**Exercise details:** Omit the images and retype the records verbatim.

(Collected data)
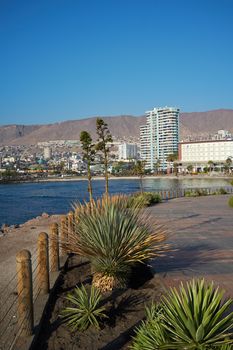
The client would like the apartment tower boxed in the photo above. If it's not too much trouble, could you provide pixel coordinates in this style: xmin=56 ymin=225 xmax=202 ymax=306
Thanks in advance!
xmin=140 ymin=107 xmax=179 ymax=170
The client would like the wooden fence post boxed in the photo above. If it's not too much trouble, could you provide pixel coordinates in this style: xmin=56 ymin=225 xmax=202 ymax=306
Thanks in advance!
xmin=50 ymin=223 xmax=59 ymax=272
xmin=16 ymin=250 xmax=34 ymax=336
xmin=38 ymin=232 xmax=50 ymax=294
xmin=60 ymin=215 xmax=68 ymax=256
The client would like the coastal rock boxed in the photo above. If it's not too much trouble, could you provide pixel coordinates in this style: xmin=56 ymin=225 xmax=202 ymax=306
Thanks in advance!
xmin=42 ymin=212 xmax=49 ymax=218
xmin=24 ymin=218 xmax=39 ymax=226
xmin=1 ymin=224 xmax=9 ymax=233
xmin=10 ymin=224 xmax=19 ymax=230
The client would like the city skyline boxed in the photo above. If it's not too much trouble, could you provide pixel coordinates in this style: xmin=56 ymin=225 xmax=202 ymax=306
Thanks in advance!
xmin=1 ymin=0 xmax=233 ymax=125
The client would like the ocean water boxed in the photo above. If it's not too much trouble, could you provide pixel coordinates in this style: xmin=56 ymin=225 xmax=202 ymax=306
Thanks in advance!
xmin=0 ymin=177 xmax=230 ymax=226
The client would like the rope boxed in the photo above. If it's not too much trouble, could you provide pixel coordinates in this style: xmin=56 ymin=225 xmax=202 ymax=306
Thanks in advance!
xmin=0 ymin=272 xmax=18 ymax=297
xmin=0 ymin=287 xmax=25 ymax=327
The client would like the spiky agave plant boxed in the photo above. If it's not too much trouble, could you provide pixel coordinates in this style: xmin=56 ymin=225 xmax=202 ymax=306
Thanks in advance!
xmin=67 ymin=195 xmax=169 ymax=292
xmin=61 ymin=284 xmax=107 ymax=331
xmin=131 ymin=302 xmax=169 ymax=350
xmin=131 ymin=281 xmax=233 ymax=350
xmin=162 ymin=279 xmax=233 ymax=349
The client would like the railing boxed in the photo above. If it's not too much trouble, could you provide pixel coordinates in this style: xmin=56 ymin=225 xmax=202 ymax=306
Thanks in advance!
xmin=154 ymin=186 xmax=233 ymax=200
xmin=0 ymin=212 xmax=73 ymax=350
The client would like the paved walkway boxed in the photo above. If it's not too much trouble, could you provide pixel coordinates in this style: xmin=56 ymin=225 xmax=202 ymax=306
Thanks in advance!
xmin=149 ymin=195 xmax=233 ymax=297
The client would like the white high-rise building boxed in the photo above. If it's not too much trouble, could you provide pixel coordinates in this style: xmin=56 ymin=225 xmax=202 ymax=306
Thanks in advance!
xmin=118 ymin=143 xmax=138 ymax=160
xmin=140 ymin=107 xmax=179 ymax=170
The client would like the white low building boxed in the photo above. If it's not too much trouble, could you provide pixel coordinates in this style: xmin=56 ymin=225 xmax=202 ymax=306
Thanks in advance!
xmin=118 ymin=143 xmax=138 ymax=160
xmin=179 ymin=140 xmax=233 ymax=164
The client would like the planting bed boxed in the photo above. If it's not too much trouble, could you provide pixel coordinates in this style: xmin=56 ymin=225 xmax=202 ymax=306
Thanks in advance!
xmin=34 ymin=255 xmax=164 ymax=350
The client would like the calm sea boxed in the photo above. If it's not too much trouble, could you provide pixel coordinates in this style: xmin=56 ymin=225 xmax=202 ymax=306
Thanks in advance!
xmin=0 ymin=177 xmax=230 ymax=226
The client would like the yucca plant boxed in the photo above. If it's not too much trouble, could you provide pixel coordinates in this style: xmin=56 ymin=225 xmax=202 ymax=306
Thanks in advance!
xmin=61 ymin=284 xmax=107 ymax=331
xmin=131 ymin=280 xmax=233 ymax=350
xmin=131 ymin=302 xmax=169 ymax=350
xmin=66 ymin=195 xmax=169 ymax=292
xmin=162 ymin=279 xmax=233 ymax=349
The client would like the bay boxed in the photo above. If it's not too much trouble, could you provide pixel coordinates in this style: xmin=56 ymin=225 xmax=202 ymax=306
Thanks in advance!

**Output below:**
The client would like the apartment tower boxed in the photo above. If it's not too much trouble, could you provide pixel coordinates in this style: xmin=56 ymin=225 xmax=202 ymax=306
Thanks in advance!
xmin=140 ymin=107 xmax=179 ymax=170
The client would like the wooden fence post boxed in the photo above. If it's not too much trouble, could you provide pixel coordinates in this style: xmin=56 ymin=225 xmax=202 ymax=306
Thanks in advance!
xmin=50 ymin=223 xmax=59 ymax=272
xmin=16 ymin=250 xmax=34 ymax=336
xmin=38 ymin=232 xmax=50 ymax=294
xmin=60 ymin=215 xmax=68 ymax=256
The client would like the coastal rock boxed in the photo above. If it's not too much trouble, could you provide pixel coordinates in this style: xmin=56 ymin=225 xmax=202 ymax=306
Thanks in advance!
xmin=42 ymin=212 xmax=49 ymax=218
xmin=24 ymin=218 xmax=39 ymax=226
xmin=1 ymin=224 xmax=9 ymax=233
xmin=10 ymin=224 xmax=19 ymax=230
The client would like the city skyline boxed in the photo above. If it's not too much trouble, could you provide pixel coordinates in this style: xmin=56 ymin=225 xmax=202 ymax=306
Thanks in advance!
xmin=1 ymin=0 xmax=233 ymax=125
The client would like the ocean water boxed in the photo above. If it's not too much trouble, could you provide pixel coordinates in this style: xmin=56 ymin=225 xmax=202 ymax=306
Thanks in advance!
xmin=0 ymin=177 xmax=230 ymax=226
The client would like the rope boxed in the photo above. If it's not too much trouble, could you provide pixel coordinates in this style: xmin=56 ymin=225 xmax=202 ymax=306
Thanks in advance!
xmin=0 ymin=272 xmax=18 ymax=297
xmin=0 ymin=287 xmax=25 ymax=327
The client would like the spiky agave plant boxed in the photo above. If it's not too much trouble, could you provide pixel coordinates in this style: xmin=56 ymin=225 xmax=202 ymax=306
Thanks in advance!
xmin=67 ymin=195 xmax=169 ymax=292
xmin=61 ymin=284 xmax=107 ymax=331
xmin=131 ymin=302 xmax=169 ymax=350
xmin=131 ymin=281 xmax=233 ymax=350
xmin=162 ymin=279 xmax=233 ymax=349
The client would like the railing boxed in the photo above. If it's not too much trouble, could you provide pixel coordinates in this style: xmin=56 ymin=225 xmax=202 ymax=306
Thanks in advance!
xmin=154 ymin=186 xmax=233 ymax=200
xmin=0 ymin=212 xmax=73 ymax=350
The client would like the paved walkway boxed in the photo above. If it's not too much trouble, could you provide pixel coordinates in this style: xmin=56 ymin=225 xmax=202 ymax=306
Thanks in advance!
xmin=149 ymin=195 xmax=233 ymax=297
The client would like the white high-rise building boxed in the photo above. If it's not too much trouble, could you provide pixel coordinates in this style: xmin=56 ymin=225 xmax=202 ymax=306
Thanks in advance!
xmin=118 ymin=143 xmax=138 ymax=160
xmin=140 ymin=107 xmax=179 ymax=170
The client would like the white low building boxed in the photo above. If it's not too much trouble, could you provide pixel coordinates in this style: xmin=56 ymin=225 xmax=202 ymax=306
Thanks in advance!
xmin=118 ymin=143 xmax=138 ymax=160
xmin=179 ymin=140 xmax=233 ymax=164
The client would like the planting bed boxed in the photo above. If it's not too much trouble, could you provide pixel coordinates in this style: xmin=56 ymin=225 xmax=202 ymax=306
Thanks in advance!
xmin=34 ymin=255 xmax=164 ymax=350
The client would like the calm sea boxed in the photo above. If it's not too much trouble, could you provide pixel coordinates in this style: xmin=56 ymin=225 xmax=202 ymax=306
Thanks in advance!
xmin=0 ymin=177 xmax=230 ymax=226
The client would like the yucca plant boxed in the photo above. If it's not too much trouble, could you provide pixel coordinates in this style: xmin=56 ymin=225 xmax=202 ymax=306
Thanks in advance!
xmin=61 ymin=284 xmax=107 ymax=331
xmin=131 ymin=280 xmax=233 ymax=350
xmin=131 ymin=302 xmax=169 ymax=350
xmin=66 ymin=195 xmax=169 ymax=292
xmin=162 ymin=279 xmax=233 ymax=349
The client would like the bay boxed in the photo above. If it's not too much trouble, could you provide pixel coordinates in this style: xmin=56 ymin=225 xmax=202 ymax=306
Thanks in advance!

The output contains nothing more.